Copy each line below without leaving any out.

— Data section —
· · · · ·

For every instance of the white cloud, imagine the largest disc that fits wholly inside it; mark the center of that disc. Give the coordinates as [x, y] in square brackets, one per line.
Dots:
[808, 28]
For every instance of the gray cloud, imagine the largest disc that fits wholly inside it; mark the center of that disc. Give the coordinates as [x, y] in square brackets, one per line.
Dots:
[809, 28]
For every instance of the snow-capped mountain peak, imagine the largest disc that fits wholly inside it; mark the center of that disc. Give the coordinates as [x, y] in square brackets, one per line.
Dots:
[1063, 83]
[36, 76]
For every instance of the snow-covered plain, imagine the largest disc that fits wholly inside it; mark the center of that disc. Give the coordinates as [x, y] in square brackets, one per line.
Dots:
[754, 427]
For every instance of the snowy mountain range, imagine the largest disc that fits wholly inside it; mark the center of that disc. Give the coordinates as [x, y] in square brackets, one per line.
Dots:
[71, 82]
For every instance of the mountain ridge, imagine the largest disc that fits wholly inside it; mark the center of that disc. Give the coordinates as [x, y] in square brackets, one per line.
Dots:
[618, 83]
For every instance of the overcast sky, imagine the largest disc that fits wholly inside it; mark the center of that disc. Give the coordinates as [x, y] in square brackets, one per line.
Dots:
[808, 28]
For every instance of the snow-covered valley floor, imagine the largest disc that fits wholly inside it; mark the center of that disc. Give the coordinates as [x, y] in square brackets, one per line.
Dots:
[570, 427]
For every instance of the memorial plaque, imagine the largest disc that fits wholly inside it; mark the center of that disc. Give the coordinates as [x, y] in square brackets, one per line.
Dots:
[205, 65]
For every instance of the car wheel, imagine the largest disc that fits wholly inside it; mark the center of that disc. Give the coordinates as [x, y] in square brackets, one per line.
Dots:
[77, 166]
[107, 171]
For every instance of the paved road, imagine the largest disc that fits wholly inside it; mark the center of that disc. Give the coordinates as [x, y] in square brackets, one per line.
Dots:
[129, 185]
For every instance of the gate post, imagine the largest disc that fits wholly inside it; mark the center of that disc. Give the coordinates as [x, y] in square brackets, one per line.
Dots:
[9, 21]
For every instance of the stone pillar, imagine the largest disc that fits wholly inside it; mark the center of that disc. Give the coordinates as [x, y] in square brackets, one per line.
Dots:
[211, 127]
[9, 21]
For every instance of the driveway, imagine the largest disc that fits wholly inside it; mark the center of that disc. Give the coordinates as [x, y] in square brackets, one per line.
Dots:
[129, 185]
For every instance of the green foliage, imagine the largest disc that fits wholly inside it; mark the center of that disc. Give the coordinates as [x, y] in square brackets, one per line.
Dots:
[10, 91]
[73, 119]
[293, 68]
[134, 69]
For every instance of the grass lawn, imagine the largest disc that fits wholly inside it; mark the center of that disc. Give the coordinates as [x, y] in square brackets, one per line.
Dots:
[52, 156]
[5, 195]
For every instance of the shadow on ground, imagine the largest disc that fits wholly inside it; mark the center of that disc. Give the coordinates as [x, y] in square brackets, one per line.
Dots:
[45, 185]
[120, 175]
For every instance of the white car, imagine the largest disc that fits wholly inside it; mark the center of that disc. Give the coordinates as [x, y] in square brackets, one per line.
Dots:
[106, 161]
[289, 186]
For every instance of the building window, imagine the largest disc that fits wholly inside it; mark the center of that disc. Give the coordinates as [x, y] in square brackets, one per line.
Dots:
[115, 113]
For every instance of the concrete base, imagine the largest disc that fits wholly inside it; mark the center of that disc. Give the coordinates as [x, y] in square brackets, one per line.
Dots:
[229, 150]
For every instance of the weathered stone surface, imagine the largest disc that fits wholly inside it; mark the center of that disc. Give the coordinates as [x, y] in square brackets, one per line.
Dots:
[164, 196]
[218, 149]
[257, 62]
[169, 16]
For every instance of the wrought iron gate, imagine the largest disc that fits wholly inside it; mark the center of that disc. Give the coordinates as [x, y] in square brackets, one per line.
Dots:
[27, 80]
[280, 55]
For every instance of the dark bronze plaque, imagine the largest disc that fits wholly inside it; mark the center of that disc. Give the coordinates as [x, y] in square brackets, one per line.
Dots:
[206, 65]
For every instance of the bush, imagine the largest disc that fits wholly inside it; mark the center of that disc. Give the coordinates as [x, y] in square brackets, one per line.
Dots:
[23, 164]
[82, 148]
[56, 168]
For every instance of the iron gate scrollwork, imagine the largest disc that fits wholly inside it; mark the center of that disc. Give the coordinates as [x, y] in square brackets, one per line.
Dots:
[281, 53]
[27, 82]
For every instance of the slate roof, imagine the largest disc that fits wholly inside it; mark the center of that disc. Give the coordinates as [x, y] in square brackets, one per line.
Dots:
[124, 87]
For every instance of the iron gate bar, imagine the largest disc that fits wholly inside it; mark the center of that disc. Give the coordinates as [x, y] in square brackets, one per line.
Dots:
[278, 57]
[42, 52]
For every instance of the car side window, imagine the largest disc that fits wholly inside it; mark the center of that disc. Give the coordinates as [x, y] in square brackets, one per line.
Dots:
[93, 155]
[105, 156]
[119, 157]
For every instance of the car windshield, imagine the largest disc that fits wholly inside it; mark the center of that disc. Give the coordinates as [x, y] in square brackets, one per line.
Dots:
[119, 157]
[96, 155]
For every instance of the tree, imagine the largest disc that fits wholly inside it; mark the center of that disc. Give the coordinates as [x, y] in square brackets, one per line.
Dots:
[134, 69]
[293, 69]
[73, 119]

· · · · ·

— Task response —
For every instance of the white cloud, imagine the largest disc that fits wholly inside it; mark the center of that disc. Give the coordinates as [x, y] in square brackets, one per line.
Dots:
[808, 28]
For every instance of the gray cloud, imagine the largest disc that fits wholly inside it; mark the center of that disc. Give the coordinates as [x, y] in square brackets, one per line.
Dots:
[809, 28]
For every instance of the snow-capped mountain peak, imagine the largest disc that fits wholly inside it; mark the center of that disc. Give the coordinates as [x, y] in square brackets, one per line.
Dots:
[1063, 83]
[36, 76]
For every instance of the snow-covered plain, imagine the largest disc that fits wholly inside it; mark the center of that disc. Give the coordinates as [x, y] in square brackets, one per line.
Dots:
[754, 427]
For every instance of the snowy mountain range, imagine the largest disc that fits wholly inside it; mark the center of that disc. Give the coordinates as [x, y] in square brackets, one per line.
Dots:
[71, 82]
For every instance of the mountain ridge, imagine the largest disc that fits wholly inside it; mark the center of that disc. Give the coordinates as [x, y] in square brackets, one per line.
Dots:
[618, 83]
For every instance of the overcast sky, imagine the largest disc that fits wholly inside it; mark the center of that disc. Give the coordinates as [x, y] in square brackets, one per line.
Dots:
[808, 28]
For every instance of the snow-covered valley floor, imagine the largest disc that fits wholly inside it; mark the center of that disc. Give the coordinates as [x, y] in square brackets, one per line.
Dots:
[570, 427]
For every instance of the memorial plaque, imagine the largest disc that fits wholly inside it; mark the center of that disc. Give the coordinates as [x, y] in square brackets, one per line.
Dots:
[205, 65]
For every instance of the car wheel, imagine the largest disc that fits wholly inside it; mark the center of that disc. Give the coordinates as [x, y] in square brackets, one per line.
Dots:
[77, 166]
[107, 171]
For every instance of the paved road, imagine the largest disc that fits wholly inside it; mark the center of that disc. Give the coordinates as [x, y] in square brackets, one per line.
Dots:
[129, 185]
For every instance of the gate post, imagine the largest disc that fits wholly inside it; mark the center of that disc. Give the coordinates as [x, y] in square brackets, one per line.
Dots:
[9, 21]
For every instance of the stone pillar, imagine the largest disc that fits wholly inside it; mark the center of that disc. Give the coordinates as [x, y] in square brackets, one per line.
Dots:
[211, 127]
[9, 21]
For every instance of the driveway, imagine the largest disc that fits wholly inside it; mark the center of that disc. Give the coordinates as [x, y] in square brackets, one per line.
Dots:
[129, 185]
For every instance of the green foliage, imagine the largest disc that fits wholly inside it; mark the center of that disc. Give the coordinates as [x, y] in square brackets, one per line.
Dots:
[10, 91]
[73, 119]
[293, 68]
[134, 69]
For every instance of the grass lawn, imagine the largest disc that fits wholly inside it; mark the center of that disc. Give the coordinates as [x, y] in square brackets, one per line.
Dots:
[52, 156]
[5, 195]
For every instance of the shadow on ground, imagine the largest disc that fits wholly inside it; mark the center of that disc. Give the coordinates as [x, y] in square brackets, one per line.
Dots:
[45, 185]
[120, 175]
For every instance of the white car, imagine the largest disc that fits wholly inside it; mark the center of that disc. Give the coordinates as [x, y] in square brackets, one per line.
Dots:
[106, 161]
[289, 186]
For every instance of the building window, imagine the largest disc that fits wholly inside it; mark the center of that disc. Give the coordinates as [x, y] in square brackets, one per line.
Dots:
[115, 113]
For every instance of the concrete base, imagine the largest disc that fits wholly inside it; mark the center of that disc. Give the coordinates as [x, y] in square brackets, one per line.
Dots:
[229, 150]
For every instance of the weathered stone surface, imagine the largest disc that fits wholly inside it; mark the center of that disc. Give the coordinates as [x, y] in square brackets, one per line.
Dots:
[164, 196]
[218, 149]
[257, 62]
[169, 16]
For every instance of the wrought iron gate, imagine the largest disc that fits wholly inside it; mark the center of that disc. Give the coordinates as [x, y] in square brackets, one per line.
Dots:
[27, 80]
[280, 55]
For every instance of the dark bronze plaque, imagine the largest disc that fits wholly inside it; mark the center of that disc. Give the coordinates as [x, y] in square brackets, one per line.
Dots:
[206, 65]
For every instance of the bush, imagine the largest disc that fits wholly inside it; mark the center of that disc. Give the coordinates as [x, y] in square brackets, one per line.
Dots:
[23, 164]
[82, 148]
[56, 168]
For every instance of the iron gate scrollwork, imagine the largest disc that fits wholly inside it; mark the center of that disc. Give the coordinates as [x, y] in square brackets, one per line.
Dots:
[281, 53]
[27, 82]
For every instance of the slate roof, imagine the largest disc that fits wholly inside it; mark the center of that disc. Give the coordinates as [x, y] in square brackets, one per line.
Dots:
[124, 87]
For every instance of the iron gate bar, imagine the largest disc that fits wholly inside it; mark the center of that disc. Give the coordinates as [x, y] in square brackets, one per line.
Dots:
[278, 57]
[42, 52]
For every instance of the car side window, imagine the largest disc that fits wholly inside it; mark the center of that disc. Give the coordinates as [x, y] in square brackets, one per line.
Dots:
[93, 155]
[105, 156]
[119, 157]
For every instance of the car windshield, imagine the largest disc that fits wholly inside it; mark the center of that disc. Give the coordinates as [x, y] in square brackets, one per line.
Dots:
[119, 157]
[96, 155]
For every instance of the tree, imagine the largest disc that fits wholly inside it; mark the center of that disc. Give the coordinates as [x, y] in square brackets, one per line.
Dots:
[134, 69]
[293, 69]
[73, 119]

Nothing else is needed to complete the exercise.